▶ [Data to use]:
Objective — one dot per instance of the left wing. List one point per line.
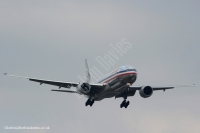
(155, 88)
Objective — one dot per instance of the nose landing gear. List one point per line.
(124, 104)
(89, 102)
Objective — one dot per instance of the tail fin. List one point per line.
(88, 77)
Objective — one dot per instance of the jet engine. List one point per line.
(146, 91)
(84, 88)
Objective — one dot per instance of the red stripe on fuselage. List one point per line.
(116, 76)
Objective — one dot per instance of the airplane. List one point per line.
(118, 84)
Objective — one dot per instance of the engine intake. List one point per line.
(84, 88)
(146, 91)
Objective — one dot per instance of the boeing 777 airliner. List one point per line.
(118, 84)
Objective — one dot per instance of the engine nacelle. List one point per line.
(84, 88)
(146, 91)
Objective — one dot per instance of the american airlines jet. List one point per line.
(118, 84)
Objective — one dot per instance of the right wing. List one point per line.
(50, 82)
(95, 88)
(67, 91)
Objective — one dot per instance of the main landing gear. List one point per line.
(124, 104)
(89, 102)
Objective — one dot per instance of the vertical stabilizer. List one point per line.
(88, 77)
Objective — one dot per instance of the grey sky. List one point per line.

▶ [Exercise aim]:
Copy the lines above word for word, leaving out the picture.

▶ [Reply]:
Objective — one dot per instance of the left wing. List one point per line.
(155, 88)
Objective — one dot per instance of the nose landing gear. List one point per line.
(124, 104)
(89, 102)
Objective — one dot per instance of the tail fin. List one point per line.
(88, 77)
Objective — one dot per instance of the jet engine. List one point per line.
(146, 91)
(84, 88)
Objective — one dot per instance of the red stripe on fuselage. List one point per line.
(116, 76)
Objective — one dot per instance of the airplane. List one point per line.
(118, 84)
Objective — one dot per instance of the engine intake. List one point per line.
(84, 88)
(146, 91)
Objective — one dot per instance of the boeing 777 airliner. List one point per line.
(118, 84)
Objective — one dot per instance of the engine nacelle. List one point per line.
(84, 88)
(146, 91)
Objective — one dot per instance of the american airlines jet. List one point per line.
(118, 84)
Objective — one dot per instance of the right wing. List one point per line.
(50, 82)
(95, 88)
(67, 91)
Objective — one dot per instance of the main landing gear. List one point per line.
(124, 104)
(89, 102)
Objective — one dot per instance of the vertical stabilizer. List one point per line.
(88, 77)
Objective — one dot per instance of the grey sky. List one point per line.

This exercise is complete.